**About this exercise**: For the data below, give again exactly the lines from the one containing "Q: Which region of the image contains the wooden barn?" through the one containing "Q: Which region of the image contains the grass?", both ends included, and no others.

**Information**:
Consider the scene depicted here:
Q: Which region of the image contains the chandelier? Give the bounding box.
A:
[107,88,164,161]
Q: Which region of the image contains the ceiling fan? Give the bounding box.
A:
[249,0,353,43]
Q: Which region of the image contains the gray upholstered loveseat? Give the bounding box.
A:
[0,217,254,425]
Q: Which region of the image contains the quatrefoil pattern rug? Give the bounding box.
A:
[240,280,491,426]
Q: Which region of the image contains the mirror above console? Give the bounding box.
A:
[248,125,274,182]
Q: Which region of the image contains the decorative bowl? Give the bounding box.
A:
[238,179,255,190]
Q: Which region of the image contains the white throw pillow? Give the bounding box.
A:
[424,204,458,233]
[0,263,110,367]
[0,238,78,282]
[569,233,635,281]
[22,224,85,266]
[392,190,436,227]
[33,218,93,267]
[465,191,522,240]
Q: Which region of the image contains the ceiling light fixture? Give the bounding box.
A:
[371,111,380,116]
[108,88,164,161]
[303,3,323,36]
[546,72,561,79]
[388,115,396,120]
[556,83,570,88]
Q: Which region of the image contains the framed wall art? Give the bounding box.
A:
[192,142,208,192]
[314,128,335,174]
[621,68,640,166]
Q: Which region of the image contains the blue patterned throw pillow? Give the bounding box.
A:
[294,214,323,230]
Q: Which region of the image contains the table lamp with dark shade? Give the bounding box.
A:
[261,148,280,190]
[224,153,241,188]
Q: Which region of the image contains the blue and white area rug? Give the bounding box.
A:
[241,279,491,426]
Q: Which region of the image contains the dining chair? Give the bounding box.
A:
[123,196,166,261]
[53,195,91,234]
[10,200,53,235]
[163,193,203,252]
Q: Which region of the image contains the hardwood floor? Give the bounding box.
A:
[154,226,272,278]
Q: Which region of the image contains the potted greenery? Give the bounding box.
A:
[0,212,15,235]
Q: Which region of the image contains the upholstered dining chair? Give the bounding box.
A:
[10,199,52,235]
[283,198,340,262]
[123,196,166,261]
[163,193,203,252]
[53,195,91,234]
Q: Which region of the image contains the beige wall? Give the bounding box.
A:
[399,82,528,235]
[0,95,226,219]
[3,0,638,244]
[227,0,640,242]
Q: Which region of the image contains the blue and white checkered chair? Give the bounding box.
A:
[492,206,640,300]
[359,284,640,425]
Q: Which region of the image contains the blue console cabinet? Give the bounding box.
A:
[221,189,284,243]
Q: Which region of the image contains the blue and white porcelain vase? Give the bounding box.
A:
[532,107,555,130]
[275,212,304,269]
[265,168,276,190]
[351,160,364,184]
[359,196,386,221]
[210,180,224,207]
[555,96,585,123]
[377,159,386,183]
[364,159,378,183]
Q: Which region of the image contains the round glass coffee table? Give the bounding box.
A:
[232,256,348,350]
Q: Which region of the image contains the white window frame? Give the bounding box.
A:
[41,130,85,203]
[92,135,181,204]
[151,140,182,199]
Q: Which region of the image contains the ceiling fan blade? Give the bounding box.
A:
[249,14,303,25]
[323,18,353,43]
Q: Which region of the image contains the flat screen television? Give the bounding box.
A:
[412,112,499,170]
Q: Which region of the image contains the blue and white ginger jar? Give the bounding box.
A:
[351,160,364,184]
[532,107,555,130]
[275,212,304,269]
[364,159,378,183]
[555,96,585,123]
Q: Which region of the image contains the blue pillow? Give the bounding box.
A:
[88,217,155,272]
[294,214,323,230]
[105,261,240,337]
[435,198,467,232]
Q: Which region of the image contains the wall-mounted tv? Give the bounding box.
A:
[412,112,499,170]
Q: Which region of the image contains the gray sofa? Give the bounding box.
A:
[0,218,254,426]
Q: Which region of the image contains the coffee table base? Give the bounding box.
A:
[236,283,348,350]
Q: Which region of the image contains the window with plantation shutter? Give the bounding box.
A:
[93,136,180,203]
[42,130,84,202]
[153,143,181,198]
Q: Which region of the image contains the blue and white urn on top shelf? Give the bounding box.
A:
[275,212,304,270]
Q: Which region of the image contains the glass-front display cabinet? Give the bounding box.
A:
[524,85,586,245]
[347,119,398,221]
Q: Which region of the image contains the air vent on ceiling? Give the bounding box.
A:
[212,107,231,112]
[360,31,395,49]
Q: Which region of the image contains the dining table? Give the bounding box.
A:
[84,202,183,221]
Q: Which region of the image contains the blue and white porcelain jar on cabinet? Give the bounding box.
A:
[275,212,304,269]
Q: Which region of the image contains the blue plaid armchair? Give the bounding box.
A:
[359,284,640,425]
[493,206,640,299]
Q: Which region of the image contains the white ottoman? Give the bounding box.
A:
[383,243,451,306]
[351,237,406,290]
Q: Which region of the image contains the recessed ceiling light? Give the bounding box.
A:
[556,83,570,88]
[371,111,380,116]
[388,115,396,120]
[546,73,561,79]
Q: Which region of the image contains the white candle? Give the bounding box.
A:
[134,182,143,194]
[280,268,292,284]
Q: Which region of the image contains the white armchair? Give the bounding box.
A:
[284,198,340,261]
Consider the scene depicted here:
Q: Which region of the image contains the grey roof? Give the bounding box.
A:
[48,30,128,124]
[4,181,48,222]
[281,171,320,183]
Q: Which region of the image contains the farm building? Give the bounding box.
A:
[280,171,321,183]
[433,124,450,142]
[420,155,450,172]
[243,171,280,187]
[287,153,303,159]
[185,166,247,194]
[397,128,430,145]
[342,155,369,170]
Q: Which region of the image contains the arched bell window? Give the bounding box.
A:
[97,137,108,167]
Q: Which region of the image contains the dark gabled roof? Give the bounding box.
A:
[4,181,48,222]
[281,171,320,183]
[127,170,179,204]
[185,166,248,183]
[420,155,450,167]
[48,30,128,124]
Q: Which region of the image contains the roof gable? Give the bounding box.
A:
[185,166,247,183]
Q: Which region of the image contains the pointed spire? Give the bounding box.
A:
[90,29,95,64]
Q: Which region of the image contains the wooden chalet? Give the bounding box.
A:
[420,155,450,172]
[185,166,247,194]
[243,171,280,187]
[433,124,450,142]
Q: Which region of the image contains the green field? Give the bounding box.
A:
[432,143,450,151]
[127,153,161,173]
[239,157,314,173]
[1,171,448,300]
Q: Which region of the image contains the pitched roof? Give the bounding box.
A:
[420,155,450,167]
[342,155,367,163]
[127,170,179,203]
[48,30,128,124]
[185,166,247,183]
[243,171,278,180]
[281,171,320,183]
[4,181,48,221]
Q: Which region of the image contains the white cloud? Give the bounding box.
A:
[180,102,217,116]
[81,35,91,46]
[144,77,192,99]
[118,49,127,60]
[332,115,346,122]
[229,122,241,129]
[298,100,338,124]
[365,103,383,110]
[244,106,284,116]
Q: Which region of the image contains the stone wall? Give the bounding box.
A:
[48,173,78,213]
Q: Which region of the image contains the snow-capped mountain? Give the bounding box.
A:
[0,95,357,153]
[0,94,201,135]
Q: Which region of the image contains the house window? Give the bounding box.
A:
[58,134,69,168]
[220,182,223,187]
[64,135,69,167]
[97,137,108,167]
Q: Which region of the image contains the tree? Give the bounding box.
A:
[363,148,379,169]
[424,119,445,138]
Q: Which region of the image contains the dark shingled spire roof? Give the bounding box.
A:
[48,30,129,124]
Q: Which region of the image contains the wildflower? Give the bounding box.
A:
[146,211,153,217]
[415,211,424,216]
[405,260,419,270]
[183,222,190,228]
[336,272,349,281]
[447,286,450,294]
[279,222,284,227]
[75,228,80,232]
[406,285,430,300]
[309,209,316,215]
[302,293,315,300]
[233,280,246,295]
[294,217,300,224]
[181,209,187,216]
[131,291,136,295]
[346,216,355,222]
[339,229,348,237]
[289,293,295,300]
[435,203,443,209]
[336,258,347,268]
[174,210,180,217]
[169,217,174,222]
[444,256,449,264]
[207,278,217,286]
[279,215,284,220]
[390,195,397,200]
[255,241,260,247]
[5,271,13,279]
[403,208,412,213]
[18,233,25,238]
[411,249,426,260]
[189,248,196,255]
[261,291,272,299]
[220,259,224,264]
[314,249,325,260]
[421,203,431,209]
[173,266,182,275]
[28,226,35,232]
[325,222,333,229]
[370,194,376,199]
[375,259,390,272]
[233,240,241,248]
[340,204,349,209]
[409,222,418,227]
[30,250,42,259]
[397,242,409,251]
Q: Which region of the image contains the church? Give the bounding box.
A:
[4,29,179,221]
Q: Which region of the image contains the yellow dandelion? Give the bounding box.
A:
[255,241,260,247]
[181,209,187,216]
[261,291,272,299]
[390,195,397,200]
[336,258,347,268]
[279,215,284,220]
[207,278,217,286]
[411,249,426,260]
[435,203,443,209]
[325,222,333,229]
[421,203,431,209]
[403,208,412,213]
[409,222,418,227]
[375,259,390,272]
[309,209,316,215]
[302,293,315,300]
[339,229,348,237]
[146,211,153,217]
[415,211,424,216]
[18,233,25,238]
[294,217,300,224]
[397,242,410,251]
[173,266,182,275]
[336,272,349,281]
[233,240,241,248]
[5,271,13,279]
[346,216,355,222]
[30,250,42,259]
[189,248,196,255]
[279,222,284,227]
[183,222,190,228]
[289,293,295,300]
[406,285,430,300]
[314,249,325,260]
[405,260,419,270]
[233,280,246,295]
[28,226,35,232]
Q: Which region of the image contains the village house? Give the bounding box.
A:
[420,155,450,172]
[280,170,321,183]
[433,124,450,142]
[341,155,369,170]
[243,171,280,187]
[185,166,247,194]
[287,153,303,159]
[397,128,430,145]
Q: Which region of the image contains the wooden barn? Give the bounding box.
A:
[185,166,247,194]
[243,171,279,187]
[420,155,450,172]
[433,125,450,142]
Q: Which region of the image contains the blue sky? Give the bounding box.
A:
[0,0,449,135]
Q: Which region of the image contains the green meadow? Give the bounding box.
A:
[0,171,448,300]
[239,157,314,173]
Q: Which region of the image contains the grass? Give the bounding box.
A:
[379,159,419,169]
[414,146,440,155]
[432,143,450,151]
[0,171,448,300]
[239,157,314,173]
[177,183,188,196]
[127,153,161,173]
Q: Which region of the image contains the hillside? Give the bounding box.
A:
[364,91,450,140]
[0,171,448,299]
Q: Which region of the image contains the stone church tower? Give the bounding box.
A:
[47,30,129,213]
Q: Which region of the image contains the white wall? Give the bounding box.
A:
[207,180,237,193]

--

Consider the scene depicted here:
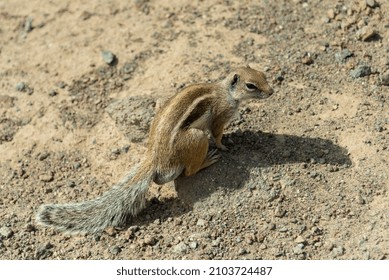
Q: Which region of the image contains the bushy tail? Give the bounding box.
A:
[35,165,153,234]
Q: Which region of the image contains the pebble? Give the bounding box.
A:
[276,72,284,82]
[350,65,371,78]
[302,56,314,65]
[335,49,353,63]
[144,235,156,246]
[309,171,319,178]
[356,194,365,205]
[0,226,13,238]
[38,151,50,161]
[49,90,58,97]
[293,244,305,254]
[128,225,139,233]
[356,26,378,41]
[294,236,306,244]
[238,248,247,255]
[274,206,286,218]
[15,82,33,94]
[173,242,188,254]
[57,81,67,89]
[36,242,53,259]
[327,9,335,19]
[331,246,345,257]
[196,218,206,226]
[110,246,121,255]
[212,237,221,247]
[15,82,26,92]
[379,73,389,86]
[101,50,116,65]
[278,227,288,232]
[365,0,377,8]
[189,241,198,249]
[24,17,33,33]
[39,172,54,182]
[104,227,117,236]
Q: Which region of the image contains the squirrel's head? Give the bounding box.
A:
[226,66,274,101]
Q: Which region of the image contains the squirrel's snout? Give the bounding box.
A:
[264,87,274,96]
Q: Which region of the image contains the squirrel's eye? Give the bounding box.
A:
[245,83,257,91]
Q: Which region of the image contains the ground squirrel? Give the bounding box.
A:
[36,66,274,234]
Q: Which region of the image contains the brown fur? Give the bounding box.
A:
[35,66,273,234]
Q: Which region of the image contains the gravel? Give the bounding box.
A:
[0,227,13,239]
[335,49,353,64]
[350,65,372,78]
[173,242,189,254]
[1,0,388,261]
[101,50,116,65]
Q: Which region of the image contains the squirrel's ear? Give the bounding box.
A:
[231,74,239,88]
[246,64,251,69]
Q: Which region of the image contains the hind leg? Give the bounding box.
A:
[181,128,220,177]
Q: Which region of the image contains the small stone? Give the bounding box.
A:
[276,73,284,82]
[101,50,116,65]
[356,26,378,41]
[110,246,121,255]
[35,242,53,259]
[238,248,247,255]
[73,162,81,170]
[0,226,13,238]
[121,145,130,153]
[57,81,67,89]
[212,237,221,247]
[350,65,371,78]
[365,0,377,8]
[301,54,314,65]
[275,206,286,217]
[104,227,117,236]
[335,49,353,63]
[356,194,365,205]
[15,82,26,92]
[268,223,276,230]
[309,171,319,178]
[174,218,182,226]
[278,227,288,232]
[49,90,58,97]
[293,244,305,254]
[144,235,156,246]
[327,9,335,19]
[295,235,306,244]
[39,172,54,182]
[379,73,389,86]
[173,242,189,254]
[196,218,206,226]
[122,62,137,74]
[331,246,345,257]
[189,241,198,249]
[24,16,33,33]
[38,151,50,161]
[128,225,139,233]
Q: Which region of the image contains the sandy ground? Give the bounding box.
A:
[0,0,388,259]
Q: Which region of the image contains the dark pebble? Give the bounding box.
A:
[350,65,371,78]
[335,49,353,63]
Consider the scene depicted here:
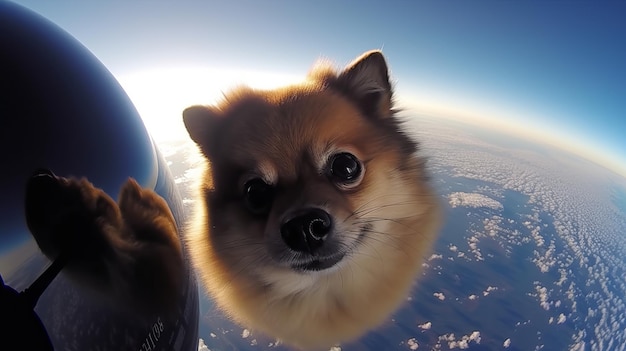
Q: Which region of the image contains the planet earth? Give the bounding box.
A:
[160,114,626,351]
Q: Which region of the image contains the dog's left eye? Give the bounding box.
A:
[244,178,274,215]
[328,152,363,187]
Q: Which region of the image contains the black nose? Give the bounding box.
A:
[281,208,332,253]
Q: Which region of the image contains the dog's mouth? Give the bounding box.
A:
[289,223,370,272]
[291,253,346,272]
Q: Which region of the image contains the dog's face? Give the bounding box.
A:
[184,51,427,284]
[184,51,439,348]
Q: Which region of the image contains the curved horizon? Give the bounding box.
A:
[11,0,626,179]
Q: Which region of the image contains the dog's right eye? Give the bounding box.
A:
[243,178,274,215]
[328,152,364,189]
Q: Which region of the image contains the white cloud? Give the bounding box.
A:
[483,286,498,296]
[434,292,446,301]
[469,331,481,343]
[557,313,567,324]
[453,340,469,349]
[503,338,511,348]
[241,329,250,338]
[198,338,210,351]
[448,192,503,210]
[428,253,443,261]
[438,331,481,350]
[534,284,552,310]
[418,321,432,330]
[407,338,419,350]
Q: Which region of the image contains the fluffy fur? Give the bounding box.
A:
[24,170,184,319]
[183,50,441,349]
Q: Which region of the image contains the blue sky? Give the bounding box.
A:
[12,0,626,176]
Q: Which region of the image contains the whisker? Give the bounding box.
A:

...

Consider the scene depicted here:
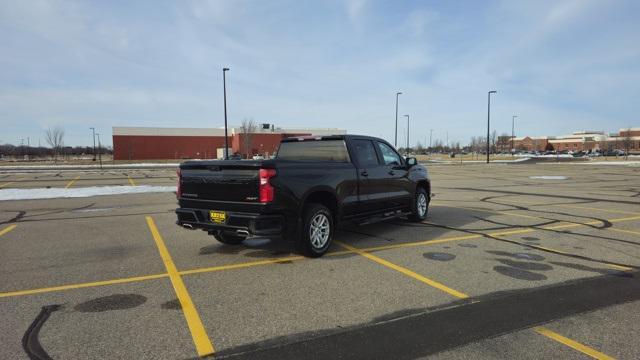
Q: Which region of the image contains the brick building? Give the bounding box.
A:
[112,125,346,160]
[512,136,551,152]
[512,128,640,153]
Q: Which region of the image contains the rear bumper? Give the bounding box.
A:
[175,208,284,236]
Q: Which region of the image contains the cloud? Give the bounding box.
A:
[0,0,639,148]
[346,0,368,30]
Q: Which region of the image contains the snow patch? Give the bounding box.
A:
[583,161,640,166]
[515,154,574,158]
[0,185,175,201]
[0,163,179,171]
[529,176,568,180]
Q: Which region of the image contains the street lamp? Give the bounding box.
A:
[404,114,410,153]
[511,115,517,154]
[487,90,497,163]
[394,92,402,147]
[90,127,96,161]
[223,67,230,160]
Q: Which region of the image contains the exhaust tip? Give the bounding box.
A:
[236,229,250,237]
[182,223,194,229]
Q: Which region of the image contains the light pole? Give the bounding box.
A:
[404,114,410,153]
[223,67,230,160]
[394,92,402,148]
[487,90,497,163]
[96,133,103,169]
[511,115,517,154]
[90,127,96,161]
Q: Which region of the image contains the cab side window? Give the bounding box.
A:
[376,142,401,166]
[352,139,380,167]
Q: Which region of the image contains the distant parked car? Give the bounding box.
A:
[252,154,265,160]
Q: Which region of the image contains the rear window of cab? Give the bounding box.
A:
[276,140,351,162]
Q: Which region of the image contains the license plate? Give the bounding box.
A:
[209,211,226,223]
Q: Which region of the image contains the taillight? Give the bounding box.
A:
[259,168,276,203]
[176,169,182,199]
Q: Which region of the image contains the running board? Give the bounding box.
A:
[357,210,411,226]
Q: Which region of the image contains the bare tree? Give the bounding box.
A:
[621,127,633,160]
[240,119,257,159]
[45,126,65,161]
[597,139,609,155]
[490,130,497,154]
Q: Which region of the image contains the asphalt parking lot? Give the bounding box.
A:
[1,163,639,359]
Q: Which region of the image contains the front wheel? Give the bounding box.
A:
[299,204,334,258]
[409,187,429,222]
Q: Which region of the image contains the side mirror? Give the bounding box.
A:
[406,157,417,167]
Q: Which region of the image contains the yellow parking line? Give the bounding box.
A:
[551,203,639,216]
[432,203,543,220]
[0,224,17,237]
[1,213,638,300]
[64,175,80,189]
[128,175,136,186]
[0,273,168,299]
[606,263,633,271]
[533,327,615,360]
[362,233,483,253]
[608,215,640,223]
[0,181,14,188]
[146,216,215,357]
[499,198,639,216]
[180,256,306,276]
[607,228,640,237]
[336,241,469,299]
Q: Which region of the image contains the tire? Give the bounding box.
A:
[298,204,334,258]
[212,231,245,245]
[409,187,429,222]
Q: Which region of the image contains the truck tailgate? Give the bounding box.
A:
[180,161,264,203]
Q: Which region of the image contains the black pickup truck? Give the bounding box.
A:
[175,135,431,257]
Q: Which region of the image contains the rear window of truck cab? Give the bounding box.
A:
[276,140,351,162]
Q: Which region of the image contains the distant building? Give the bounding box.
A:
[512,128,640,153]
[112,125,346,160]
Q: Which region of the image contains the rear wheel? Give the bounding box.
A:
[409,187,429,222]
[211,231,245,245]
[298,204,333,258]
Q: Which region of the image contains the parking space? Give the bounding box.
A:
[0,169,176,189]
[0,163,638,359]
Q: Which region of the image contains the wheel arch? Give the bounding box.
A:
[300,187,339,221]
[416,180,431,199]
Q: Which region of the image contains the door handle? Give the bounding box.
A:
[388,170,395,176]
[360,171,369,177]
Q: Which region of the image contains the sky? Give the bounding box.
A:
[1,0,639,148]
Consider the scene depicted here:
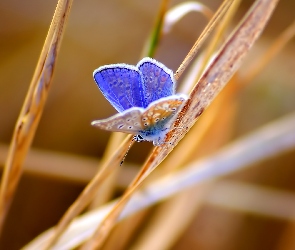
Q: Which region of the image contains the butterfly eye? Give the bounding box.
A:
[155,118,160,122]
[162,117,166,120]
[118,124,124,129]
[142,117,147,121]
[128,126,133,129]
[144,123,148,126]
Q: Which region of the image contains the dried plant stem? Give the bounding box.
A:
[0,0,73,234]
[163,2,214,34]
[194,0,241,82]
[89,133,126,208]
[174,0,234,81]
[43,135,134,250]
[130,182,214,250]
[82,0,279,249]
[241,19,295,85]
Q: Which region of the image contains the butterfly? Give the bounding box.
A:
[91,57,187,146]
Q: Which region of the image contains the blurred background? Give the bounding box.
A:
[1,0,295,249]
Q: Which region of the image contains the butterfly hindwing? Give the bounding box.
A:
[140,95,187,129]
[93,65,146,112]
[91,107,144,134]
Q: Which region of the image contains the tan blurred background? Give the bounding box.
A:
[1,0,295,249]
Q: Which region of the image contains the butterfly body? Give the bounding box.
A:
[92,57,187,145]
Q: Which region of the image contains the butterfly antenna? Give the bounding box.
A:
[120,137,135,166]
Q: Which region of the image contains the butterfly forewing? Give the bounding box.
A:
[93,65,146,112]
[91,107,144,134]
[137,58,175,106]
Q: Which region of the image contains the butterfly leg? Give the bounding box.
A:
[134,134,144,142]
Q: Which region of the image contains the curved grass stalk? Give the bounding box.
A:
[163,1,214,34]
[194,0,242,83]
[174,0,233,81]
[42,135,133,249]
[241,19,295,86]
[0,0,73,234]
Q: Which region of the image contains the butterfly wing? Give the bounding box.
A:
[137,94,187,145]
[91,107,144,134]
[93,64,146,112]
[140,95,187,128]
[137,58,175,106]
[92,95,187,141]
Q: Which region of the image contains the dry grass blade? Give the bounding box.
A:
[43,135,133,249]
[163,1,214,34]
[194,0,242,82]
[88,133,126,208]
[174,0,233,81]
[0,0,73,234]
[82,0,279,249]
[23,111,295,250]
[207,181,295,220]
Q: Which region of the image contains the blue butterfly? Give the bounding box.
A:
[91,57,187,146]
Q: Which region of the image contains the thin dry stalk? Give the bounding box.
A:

**Response**:
Q: Which region of the image contains the wooden barn? Give the bounding box.
A:
[185,166,247,194]
[243,171,279,187]
[420,155,450,172]
[433,125,450,142]
Q: Which region of the image contains the blue sky? Give the bounding box.
A:
[0,0,449,135]
Q: Which region of the image contains the green meadow? Give the bounding box.
A:
[0,171,448,300]
[239,157,314,173]
Q: Which region of the image contains the grass? Give the bounding box.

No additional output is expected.